**Supplied text:**
"""

The Warden's life of drugged iniquity is shaken by his discovery of a murdered child down a dead-end street... setting him on a collision course with the life he left behind. As a former agent with Black House - the secret police - he knows better than anyone that murder in Low Town is an everyday thing, the kind of crime that doesn't get investigated. To protect his home, he will take part in a dangerous game of deception between underworld bosses and the psychotic head of Black House, but the truth is far darker than he imagines. In Low Town, no one can be trusted. 


***


You go to Low Town to score, be it drink or drugs or a whore. You go to Low Town to buy an hour that'll last you a lifetime, in the company of a beautiful woman with pools of night where her eyes should be; for a few ochres, she can be yours. And providing you have the pocket for it, all comers are welcome to sup their troubles away at the Staggering Earl, or in any one of the innumerable other dens of iniquity dotted about Low Town.

"""

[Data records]
"""

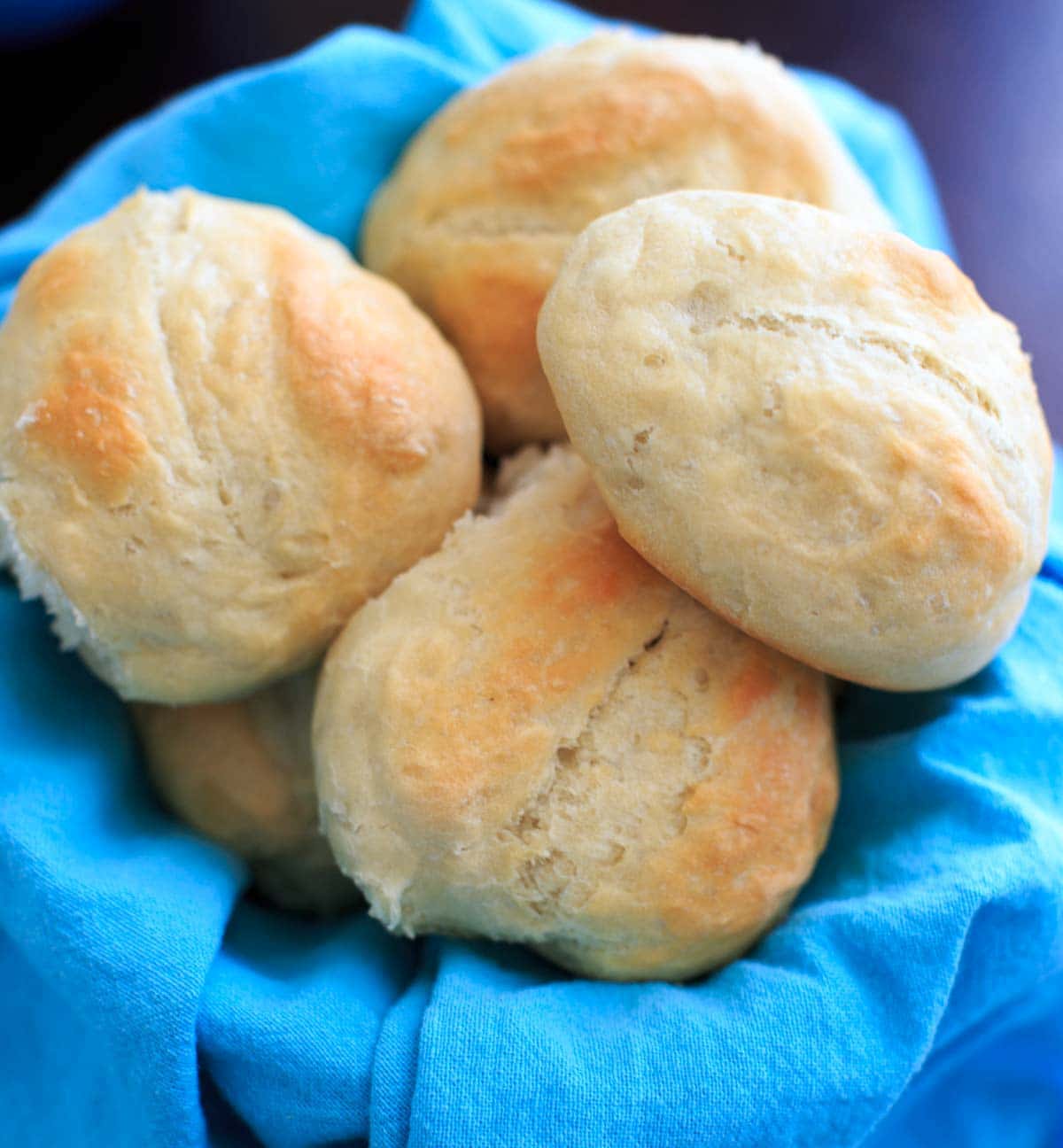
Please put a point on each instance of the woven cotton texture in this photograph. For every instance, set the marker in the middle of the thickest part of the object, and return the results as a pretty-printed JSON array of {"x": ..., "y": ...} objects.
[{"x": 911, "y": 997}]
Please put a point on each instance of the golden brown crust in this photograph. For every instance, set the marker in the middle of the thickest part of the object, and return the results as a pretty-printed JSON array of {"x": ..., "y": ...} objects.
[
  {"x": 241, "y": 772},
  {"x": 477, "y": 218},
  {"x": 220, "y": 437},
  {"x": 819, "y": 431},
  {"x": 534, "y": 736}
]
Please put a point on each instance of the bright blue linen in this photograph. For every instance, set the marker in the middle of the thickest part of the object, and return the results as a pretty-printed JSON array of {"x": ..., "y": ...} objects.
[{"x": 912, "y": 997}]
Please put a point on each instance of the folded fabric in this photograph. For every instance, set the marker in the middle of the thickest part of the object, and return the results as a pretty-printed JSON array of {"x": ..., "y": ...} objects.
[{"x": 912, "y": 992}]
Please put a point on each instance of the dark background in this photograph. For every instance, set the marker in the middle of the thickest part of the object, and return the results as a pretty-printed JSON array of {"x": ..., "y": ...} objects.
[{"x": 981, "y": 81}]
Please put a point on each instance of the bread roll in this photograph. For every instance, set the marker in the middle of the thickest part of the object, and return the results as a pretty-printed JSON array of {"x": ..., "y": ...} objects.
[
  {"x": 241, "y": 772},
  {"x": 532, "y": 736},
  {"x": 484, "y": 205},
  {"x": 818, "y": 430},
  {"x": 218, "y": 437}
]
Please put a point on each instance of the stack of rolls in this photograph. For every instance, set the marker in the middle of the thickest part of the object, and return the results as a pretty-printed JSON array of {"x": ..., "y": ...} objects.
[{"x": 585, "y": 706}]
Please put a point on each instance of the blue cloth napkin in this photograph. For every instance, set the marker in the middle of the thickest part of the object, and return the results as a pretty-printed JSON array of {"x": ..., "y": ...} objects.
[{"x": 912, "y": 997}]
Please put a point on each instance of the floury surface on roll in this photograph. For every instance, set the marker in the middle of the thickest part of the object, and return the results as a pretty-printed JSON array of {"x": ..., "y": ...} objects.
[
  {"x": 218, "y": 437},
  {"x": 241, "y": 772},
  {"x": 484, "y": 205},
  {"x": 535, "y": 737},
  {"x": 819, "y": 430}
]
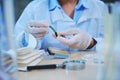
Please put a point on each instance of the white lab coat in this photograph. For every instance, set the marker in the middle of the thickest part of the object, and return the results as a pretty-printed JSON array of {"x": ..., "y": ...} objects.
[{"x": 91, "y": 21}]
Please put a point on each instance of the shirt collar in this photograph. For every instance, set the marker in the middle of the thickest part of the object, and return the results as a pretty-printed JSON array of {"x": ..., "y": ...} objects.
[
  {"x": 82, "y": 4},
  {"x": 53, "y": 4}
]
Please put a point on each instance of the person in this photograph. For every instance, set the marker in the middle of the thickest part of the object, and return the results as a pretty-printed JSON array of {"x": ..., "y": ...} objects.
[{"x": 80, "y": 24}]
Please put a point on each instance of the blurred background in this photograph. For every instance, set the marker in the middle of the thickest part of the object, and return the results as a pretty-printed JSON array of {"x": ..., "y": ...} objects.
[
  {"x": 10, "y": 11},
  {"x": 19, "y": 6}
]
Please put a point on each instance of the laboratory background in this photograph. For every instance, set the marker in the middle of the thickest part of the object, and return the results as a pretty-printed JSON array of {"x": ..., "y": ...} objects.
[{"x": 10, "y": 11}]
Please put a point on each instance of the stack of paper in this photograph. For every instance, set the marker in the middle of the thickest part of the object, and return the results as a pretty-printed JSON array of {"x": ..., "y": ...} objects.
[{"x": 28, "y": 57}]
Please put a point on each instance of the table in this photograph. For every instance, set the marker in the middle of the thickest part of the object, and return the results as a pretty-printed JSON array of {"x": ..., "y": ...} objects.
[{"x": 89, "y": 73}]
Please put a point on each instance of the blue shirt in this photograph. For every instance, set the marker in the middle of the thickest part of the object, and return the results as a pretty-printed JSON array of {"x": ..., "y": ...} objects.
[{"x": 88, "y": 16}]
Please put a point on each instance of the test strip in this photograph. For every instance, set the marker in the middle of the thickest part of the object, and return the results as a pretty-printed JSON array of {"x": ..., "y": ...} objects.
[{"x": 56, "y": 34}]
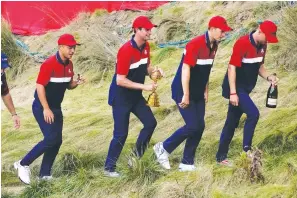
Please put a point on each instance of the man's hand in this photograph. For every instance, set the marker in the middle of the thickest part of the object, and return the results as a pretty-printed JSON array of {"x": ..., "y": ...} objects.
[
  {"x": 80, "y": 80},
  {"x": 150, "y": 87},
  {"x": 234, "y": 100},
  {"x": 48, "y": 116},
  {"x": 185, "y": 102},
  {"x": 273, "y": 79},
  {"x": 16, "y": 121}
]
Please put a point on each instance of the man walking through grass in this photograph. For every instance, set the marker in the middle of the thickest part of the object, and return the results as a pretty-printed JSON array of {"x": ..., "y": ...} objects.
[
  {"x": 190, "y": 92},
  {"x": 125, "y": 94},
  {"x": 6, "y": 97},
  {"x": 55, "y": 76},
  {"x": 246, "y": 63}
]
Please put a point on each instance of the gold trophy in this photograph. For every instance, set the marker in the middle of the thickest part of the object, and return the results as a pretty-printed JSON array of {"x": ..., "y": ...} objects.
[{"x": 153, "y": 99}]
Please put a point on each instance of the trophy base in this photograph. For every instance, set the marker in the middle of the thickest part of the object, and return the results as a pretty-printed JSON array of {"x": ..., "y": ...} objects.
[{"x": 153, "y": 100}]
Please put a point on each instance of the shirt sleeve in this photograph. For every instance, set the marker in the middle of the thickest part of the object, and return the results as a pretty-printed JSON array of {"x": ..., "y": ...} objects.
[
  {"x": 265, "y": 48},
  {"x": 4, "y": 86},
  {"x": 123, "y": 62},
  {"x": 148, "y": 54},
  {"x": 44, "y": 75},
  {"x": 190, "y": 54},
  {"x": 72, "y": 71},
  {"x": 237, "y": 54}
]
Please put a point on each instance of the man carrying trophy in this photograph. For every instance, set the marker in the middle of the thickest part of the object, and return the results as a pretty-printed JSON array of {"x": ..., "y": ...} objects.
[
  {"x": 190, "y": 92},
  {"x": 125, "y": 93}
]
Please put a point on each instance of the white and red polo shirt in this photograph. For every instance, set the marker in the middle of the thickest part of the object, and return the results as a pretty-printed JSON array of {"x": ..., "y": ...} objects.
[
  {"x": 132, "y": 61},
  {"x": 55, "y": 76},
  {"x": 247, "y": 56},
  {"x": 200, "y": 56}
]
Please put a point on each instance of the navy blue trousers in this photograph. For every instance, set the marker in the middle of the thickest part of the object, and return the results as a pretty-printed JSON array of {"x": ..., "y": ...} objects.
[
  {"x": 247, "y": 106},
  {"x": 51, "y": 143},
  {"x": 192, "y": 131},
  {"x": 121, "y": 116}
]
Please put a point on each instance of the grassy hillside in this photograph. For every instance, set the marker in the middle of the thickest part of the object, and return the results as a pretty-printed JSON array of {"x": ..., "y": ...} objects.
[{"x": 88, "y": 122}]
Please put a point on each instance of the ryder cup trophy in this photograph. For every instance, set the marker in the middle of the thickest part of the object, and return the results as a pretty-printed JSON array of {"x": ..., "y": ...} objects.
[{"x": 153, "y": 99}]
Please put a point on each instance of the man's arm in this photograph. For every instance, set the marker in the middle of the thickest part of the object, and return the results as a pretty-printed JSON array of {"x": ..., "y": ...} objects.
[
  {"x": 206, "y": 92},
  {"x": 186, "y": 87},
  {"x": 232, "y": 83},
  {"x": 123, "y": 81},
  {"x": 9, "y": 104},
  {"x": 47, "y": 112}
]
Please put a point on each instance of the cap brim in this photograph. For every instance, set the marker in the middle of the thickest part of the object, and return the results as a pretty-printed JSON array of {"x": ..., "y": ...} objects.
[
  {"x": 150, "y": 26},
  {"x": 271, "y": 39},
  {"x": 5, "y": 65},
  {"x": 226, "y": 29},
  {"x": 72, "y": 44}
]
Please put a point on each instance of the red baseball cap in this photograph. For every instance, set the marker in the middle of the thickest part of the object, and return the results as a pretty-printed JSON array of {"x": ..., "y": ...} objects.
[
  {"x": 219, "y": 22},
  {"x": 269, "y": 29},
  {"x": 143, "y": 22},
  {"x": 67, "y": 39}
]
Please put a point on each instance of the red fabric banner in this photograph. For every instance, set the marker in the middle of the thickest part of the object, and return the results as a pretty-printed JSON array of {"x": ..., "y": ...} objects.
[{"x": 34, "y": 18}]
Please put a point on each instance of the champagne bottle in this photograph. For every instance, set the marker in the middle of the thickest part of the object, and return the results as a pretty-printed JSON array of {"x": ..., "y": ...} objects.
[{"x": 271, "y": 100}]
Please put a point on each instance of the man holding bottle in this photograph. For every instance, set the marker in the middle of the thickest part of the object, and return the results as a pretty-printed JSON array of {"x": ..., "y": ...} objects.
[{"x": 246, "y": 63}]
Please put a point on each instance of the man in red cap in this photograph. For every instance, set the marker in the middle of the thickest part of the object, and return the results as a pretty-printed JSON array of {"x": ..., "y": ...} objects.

"""

**Problems and tasks:**
[A] Answer these questions using the Low Town text above:
(i) What does the Warden discover down a dead-end street?
(ii) What is Black House?
(iii) Besides the many other dens of iniquity in Low Town, what establishment is named as a place to sup one's troubles away?
[B] Reproduce word for word the passage of the Low Town text above starting at "You go to Low Town to score, be" and ending at "about Low Town.".

**Responses in order:**
[A]
(i) A murdered child.
(ii) The secret police.
(iii) The Staggering Earl.

[B]
You go to Low Town to score, be it drink or drugs or a whore. You go to Low Town to buy an hour that'll last you a lifetime, in the company of a beautiful woman with pools of night where her eyes should be; for a few ochres, she can be yours. And providing you have the pocket for it, all comers are welcome to sup their troubles away at the Staggering Earl, or in any one of the innumerable other dens of iniquity dotted about Low Town.